## PASSAGE GIVEN
______________________________

1.5. Layering — Graph / Knowledge / Workbench

GraphForge is organised into three layers with strict boundaries (ADR 0006):

  • Graph layer — nodes, edges, properties, traversal, pattern matching, graph algorithms, the adjacency index. Lives in topology/ + properties/ + indexes/adjacency/. Graph-native and surrogate-keyed; stores no knowledge or workbench semantics.
  • Knowledge layer — provenance, confidence, evidence, ontology-inference lineage, and the epistemic model (assertions, status, supersession, reasoning, bitemporal valid-time; ADR 0007). Lives in provenance/ + knowledge/. Attaches to graph objects by UUID reference only.
  • Workbench layer — the analyst verbs, hybrid search, workflows, exploration, project envelope. Consumes the layers below and returns Arrow; holds no graph-semantic state.

Boundary rule: knowledge attaches by UUID reference, never by embedding columns on graph tables. Graph-native query results never depend on knowledge-layer data (a tested invariant). This is what keeps the traversal hot path lean and the model lightweight-embedded. The directory structure below maps directly onto these layers.


2. Project-Centric Directory Structure

GraphForge is a project-centric knowledge analysis workbench. The graph is one asset inside a larger analytical project — not the whole project.

Capability-Based Structure

Folders are capability modules. An absent folder means that capability is not yet enabled. Projects start simple and grow capabilities over time.

Template topology properties documents provenance embeddings indexes workflows artifacts sync
Minimal yes yes
Exploratory investigation yes yes yes yes
Full workbench yes yes yes yes yes yes yes yes yes
Published canonical yes yes yes

Full Directory Tree

my-investigation/
├── graphforge.yaml          # project manifest (version, name, ontology path, ontology_mode, ir_version)
├── ontology.yaml            # domain ontology (optional — see Section 3.5)
│
├── topology/                # hot path — identity + type only, no properties
│   ├── nodes.parquet        # node_uuid(BINARY16), node_id(UInt64), type_id(UInt32), created_at, updated_at
│   └── edges/               # typed edge tables — one file per relation type
│       ├── WORKS_AT.parquet    # edge_uuid, src_uuid, dst_uuid, edge_id(UInt64), src_id(UInt64), dst_id(UInt64), created_at, confidence, provenance_uuid
│       ├── OWNS.parquet
│       ├── MENTIONS.parquet
│       └── LOCATED_IN.parquet
│
├── properties/              # warm path — columnar property storage
│   ├── Person.parquet       # node_uuid, name, email, age, ...
│   ├── Organization.parquet # node_uuid, org_name, country, ...

______________________________

## DATA EXTRACT
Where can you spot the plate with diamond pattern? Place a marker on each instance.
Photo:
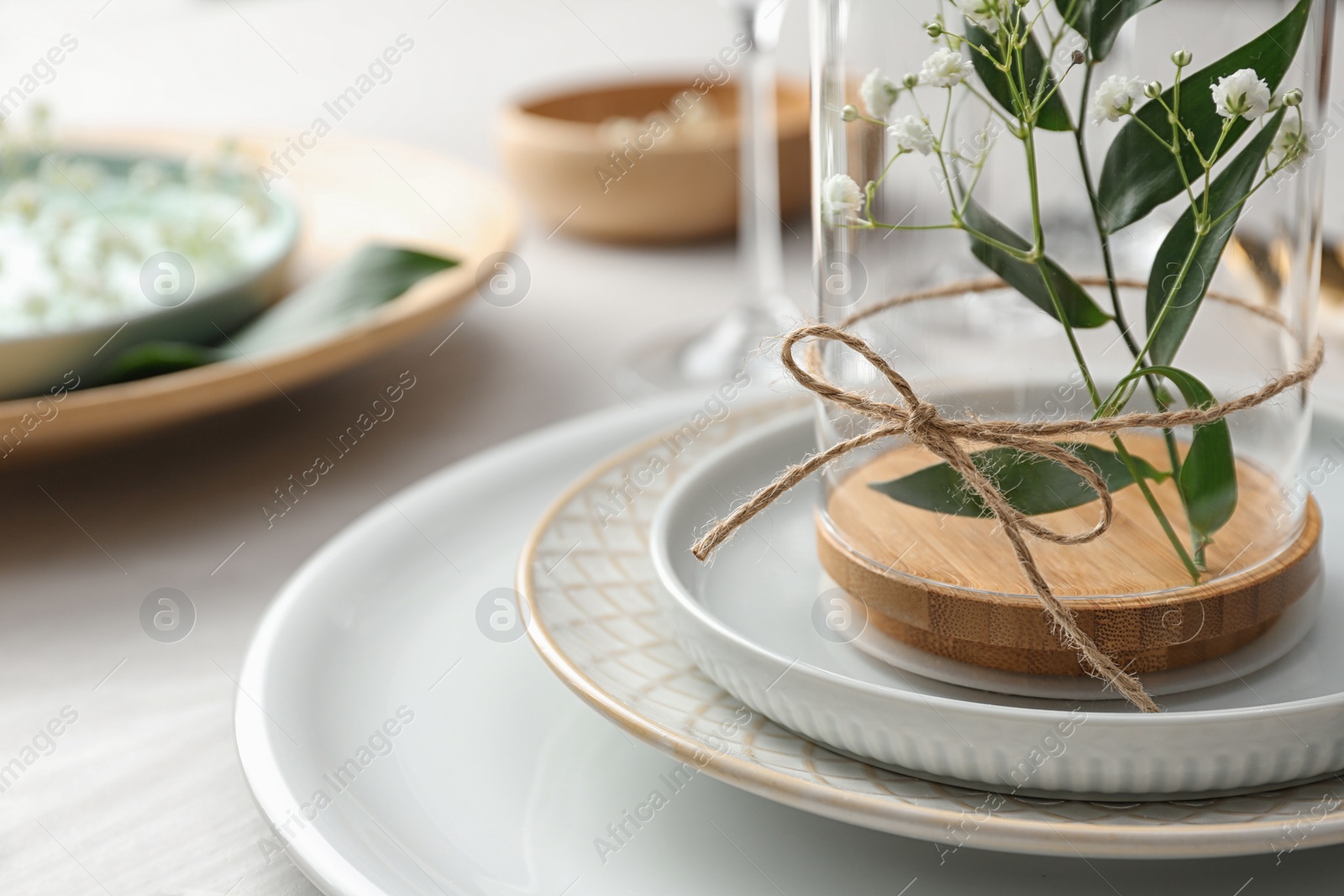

______________________________

## PROBLEMS AND TASKS
(a) In the GraphForge design notes, how does the knowledge layer attach to graph objects?
(b) Name every edge file that the GraphForge design notes list under the topology/edges/ folder.
(c) Continue the GraphForge design notes from the point where they stop.

## REPLIES
(a) By UUID reference only.

(b) WORKS_AT.parquet, OWNS.parquet, MENTIONS.parquet, LOCATED_IN.parquet

(c)
│   └── Document.parquet     # doc_uuid, title, date, content_hash, ...
│
├── documents/               # raw source documents
│   ├── {doc_uuid}.pdf
│   └── {doc_uuid}.json
│
├── embeddings/              # vector stores, one subdirectory per model
│   ├── text-embedding-3/
│   │   └── {embedding_uuid}.parquet  # entity_uuid, vector FIXED_SIZE_LIST(Float32, N)
│   └── custom-model/
│
├── provenance/              # provenance events + lineage graph
│   ├── events.parquet       # provenance_uuid, kind, source_ref, analyst_id, created_at
│   └── lineage.parquet      # parent_provenance_uuid, child_provenance_uuid
│
├── indexes/                 # full-text search indexes (Tantivy)
│   └── Person/
│       └── tantivy/
│
├── workflows/               # saved analysis pipelines (serialised GraphPlan JSON)
│   └── {workflow_uuid}.json
│
├── artifacts/               # outputs — ranked lists, clusters, exported reports
│   ├── {artifact_uuid}_rank.parquet
│   └── {artifact_uuid}_cluster.parquet
│
└── sync/                    # changeset-based collaboration (post-v0.5)
    ├── local/               # outbound changeset queue
    ├── inbound/             # received changesets
    ├── checkpoints/         # last-synced state per remote
    └── merge_history/       # reconciliation log

Also present in exploratory mode:

├── topology/
│   └── edges/
│       └── _exploratory.parquet  # catch-all for unknown relation types
└── topology/
    └── runtime_catalog.parquet   # RuntimeCatalog: observed labels/types/properties

Key Design Decisions

  • Typed edge tables (topology/edges/TYPENAME.parquet) — each relation type has its own Parquet file. DataFusion can scan WORKS_AT.parquet directly without filtering a unified edges table. Critical for 100M+ edge graphs. In exploratory mode, unknown relation types fall back to _exploratory.parquet.
  • Topology/properties splittopology/ holds only identity + type; properties/ holds columns. Enables column pruning: a graph traversal never reads property data unless the query explicitly projects it.
  • Typed property files — one Parquet per entity type. Schema evolution is per-type. Adding a column to Person.parquet does not affect Organization.parquet.
  • Progressive ontologyontology.yaml is optional. See Section 3.5.
  • Capability modules — folders are capabilities. Absent folders are not-yet-enabled, not misconfigured. A project can start as topology/ + properties/ and add provenance/, embeddings/, etc. incrementally.

3. Ontology Model

The ontology is already implemented in gf-ontology (M10). This section documents how it integrates with the new storage architecture.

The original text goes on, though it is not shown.